Exercise directions:
A word-for-word transcription of all the data is required.
*** Opening of Given records ***
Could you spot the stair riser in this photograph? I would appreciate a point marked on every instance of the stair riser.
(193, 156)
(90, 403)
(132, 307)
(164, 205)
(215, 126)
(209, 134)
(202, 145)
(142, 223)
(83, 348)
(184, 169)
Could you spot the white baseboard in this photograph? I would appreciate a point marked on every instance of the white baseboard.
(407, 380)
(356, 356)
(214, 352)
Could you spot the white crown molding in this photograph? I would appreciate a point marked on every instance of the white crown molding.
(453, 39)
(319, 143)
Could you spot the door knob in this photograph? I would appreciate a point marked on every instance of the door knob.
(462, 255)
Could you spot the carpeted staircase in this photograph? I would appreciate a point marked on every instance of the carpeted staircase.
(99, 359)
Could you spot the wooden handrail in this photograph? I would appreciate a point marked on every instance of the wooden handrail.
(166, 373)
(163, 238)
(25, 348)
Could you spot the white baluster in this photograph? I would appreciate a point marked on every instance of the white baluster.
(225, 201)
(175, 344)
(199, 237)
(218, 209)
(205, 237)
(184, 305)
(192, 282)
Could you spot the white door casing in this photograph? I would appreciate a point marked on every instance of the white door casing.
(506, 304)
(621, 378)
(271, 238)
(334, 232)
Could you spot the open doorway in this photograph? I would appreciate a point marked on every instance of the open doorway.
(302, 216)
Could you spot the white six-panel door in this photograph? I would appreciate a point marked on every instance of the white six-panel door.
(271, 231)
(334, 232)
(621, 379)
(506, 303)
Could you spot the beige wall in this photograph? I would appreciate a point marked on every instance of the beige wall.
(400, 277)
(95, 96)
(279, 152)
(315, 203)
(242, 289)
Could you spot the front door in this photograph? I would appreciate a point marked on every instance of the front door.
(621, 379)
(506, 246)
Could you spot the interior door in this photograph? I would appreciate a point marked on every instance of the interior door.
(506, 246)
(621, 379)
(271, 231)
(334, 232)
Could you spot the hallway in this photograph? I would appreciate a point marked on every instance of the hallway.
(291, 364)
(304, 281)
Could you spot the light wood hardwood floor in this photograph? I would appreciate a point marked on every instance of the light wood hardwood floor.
*** Close of Given records ***
Solution below:
Could you spot the stair riser in this photograph? I would appreciate a point marked on every instance of the stair riser.
(193, 156)
(90, 403)
(132, 307)
(164, 205)
(215, 126)
(209, 134)
(202, 145)
(142, 223)
(83, 348)
(184, 169)
Could you spot the white baseboard in this photograph? I would appreciate a point marked on every instance of the white baseboard.
(407, 380)
(356, 356)
(214, 352)
Could you spot the white crown molding in this photograph? I would appreciate a point marked on every instance of the white crown molding.
(453, 39)
(319, 143)
Could you spot the door knob in this photograph? I would appreciate a point marked on every instance of the door knob.
(462, 255)
Could you spot the carpeted staircase in this photograph? I would appreciate a point marked on every instance of the carpeted staircase.
(99, 359)
Could you spot the wooden handrail in this photograph? I would appreciate a point marked on every instance of the wooden handrail.
(166, 373)
(163, 238)
(25, 348)
Could you spot the white baluster in this photograph? I would appreciate a point marked on every instance of the white baluster.
(225, 201)
(175, 344)
(199, 237)
(218, 209)
(205, 237)
(184, 305)
(192, 282)
Could you spot the white door casing in this photograph? I would appreciate a point marked on every instance of the white door casing.
(506, 304)
(621, 378)
(271, 238)
(334, 232)
Could you spot the open doorway in this photograph? I would appreciate a point marked on every instance of the open doorway.
(302, 216)
Could you spot the white six-panel door in this photograph? I would appreciate a point marked on every instance of the white six-panel door.
(271, 231)
(334, 232)
(621, 379)
(506, 303)
Could you spot the beige wall in this photograph? I would appreciate a point marked on every instance of the beige wall.
(400, 277)
(95, 96)
(279, 152)
(315, 203)
(242, 289)
Could you spot the front door in this photograph? I would appreciate a point marked on every instance of the front door.
(621, 379)
(506, 246)
Could you spot the interior door in this photograph? I would appreciate a point marked on every instance of the interior door.
(506, 246)
(621, 379)
(271, 231)
(334, 232)
Could you spot the hallway in this photograph? I would appreciate a point marked on every instance of the hallway.
(291, 364)
(304, 281)
Could you spot the light wood hardwood floor in this photograph? I would appreciate a point marked on every instance of the light wood hardwood floor.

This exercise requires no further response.